EXERCISE AIM
Starting with the line that has "detecting hockey stick." in it, repeat every line through the last one, word for word, and give nothing more.

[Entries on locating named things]
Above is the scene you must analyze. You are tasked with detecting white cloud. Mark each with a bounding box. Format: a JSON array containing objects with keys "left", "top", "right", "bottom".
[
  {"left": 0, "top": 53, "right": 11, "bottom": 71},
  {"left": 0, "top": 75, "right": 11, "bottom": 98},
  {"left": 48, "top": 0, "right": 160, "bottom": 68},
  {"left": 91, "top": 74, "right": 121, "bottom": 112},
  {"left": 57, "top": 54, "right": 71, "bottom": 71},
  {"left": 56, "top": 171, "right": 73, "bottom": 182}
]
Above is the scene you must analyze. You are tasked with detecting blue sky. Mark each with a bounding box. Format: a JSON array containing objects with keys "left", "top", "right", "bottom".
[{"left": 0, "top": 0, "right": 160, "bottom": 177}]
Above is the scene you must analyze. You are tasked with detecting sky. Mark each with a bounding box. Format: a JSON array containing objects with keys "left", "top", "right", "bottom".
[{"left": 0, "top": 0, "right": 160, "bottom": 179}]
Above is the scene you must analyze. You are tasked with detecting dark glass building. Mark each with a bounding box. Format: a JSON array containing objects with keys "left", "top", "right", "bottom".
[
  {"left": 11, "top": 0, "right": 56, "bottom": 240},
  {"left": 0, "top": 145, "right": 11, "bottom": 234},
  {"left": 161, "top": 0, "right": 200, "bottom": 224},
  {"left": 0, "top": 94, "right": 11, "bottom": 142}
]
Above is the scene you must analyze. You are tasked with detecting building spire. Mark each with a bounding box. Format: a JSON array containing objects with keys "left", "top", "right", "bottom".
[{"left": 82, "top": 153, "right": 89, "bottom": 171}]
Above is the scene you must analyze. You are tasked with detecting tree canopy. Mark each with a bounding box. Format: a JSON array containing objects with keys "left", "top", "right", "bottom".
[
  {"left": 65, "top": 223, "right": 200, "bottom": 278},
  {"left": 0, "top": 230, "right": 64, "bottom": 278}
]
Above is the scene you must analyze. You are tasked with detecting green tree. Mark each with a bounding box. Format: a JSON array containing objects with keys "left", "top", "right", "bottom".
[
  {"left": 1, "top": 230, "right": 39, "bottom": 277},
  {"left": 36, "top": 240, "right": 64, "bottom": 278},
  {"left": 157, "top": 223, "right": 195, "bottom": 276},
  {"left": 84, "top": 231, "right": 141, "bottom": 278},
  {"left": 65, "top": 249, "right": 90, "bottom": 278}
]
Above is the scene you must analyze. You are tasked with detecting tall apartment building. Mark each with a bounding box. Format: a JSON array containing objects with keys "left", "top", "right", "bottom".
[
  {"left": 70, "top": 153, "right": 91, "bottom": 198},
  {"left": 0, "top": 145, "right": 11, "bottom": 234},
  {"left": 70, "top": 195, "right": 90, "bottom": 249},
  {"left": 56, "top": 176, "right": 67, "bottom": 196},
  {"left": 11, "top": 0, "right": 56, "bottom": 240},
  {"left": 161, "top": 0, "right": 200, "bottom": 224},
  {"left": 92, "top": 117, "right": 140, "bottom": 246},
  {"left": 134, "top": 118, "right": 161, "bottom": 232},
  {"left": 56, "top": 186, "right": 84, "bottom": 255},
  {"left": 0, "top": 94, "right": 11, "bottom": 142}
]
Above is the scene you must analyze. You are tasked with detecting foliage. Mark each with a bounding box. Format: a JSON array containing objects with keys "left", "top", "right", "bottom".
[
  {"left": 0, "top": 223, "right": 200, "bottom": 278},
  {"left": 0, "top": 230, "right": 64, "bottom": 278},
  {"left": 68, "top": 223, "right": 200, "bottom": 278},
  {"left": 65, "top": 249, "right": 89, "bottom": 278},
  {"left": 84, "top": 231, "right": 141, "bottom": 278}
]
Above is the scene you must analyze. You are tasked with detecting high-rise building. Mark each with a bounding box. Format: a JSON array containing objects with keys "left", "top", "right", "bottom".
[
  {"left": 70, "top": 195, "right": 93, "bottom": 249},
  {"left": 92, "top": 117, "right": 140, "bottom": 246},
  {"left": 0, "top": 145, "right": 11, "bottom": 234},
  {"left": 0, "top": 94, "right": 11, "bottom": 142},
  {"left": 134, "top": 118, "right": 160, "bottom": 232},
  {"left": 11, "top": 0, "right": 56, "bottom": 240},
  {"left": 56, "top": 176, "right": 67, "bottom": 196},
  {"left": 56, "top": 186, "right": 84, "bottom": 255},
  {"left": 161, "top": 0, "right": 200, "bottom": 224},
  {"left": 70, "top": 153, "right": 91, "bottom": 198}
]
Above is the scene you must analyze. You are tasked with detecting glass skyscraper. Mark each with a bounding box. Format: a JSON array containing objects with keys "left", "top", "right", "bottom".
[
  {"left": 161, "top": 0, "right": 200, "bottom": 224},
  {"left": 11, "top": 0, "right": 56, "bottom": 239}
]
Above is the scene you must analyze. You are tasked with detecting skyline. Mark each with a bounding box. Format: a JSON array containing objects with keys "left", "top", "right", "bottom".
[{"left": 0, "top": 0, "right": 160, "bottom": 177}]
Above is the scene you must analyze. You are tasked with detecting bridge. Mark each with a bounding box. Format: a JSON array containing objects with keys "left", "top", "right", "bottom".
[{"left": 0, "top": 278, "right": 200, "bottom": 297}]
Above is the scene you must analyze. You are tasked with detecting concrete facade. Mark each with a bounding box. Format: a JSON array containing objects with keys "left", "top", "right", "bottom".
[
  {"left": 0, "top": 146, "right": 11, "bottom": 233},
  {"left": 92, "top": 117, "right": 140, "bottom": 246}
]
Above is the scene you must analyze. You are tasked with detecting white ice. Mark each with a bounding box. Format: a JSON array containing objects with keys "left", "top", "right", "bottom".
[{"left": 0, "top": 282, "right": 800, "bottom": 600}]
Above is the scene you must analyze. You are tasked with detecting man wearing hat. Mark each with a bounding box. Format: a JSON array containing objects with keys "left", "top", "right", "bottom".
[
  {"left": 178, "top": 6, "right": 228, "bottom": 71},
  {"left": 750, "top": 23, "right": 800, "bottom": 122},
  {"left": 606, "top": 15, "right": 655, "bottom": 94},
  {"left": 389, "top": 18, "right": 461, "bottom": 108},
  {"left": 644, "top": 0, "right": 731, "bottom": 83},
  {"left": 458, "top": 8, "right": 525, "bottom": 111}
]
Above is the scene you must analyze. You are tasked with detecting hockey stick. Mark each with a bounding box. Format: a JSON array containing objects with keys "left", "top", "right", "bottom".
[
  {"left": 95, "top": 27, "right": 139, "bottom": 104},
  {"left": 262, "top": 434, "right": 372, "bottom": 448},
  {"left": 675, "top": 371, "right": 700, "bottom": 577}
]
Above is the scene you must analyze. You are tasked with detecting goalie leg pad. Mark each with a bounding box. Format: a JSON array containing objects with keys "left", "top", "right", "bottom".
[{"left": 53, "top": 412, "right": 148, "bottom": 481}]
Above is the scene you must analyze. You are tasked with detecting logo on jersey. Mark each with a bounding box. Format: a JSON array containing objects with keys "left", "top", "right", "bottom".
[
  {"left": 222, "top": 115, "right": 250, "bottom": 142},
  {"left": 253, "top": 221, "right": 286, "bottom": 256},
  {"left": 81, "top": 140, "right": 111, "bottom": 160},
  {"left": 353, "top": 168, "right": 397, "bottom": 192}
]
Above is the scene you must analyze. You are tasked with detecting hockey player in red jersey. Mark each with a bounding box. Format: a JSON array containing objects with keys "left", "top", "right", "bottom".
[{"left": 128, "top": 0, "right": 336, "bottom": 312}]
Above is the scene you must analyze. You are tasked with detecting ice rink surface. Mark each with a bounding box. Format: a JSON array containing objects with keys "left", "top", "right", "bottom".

SOLUTION
Above is the scene you must analyze. You are tasked with detecting hockey stick. Mark each with a bounding box. Format: a JSON array containing objects with keys "left", "top", "right", "bottom".
[
  {"left": 95, "top": 27, "right": 139, "bottom": 104},
  {"left": 262, "top": 434, "right": 372, "bottom": 448},
  {"left": 675, "top": 371, "right": 700, "bottom": 577}
]
Above is the scene you must analyze. You are tasked with detecting goalie leg pad. Mark each with a bounding box. Format: a JSON array containing objects with keys "left", "top", "right", "bottom".
[{"left": 53, "top": 412, "right": 148, "bottom": 481}]
Above is the scene you must analyze. You are tasked with detecting logo on jersey. Mark each with a bounding box. Format: a JSON array containing objects with keys "left", "top", "right", "bottom".
[
  {"left": 222, "top": 115, "right": 250, "bottom": 142},
  {"left": 253, "top": 221, "right": 286, "bottom": 256},
  {"left": 81, "top": 140, "right": 111, "bottom": 160},
  {"left": 353, "top": 168, "right": 397, "bottom": 192}
]
Above is the scene you must analyze. You are tasked with detecting hockey player in red jersey. Mark each with a bounding box. Format: a JSON array containing objects with keys "left", "top", "right", "bottom".
[{"left": 128, "top": 0, "right": 336, "bottom": 312}]
Above is the scene you must analyze. You are tasked with detecting ice rink surface. Mark each with a bounding box. Format: a JSON array containing objects with keys "left", "top", "right", "bottom".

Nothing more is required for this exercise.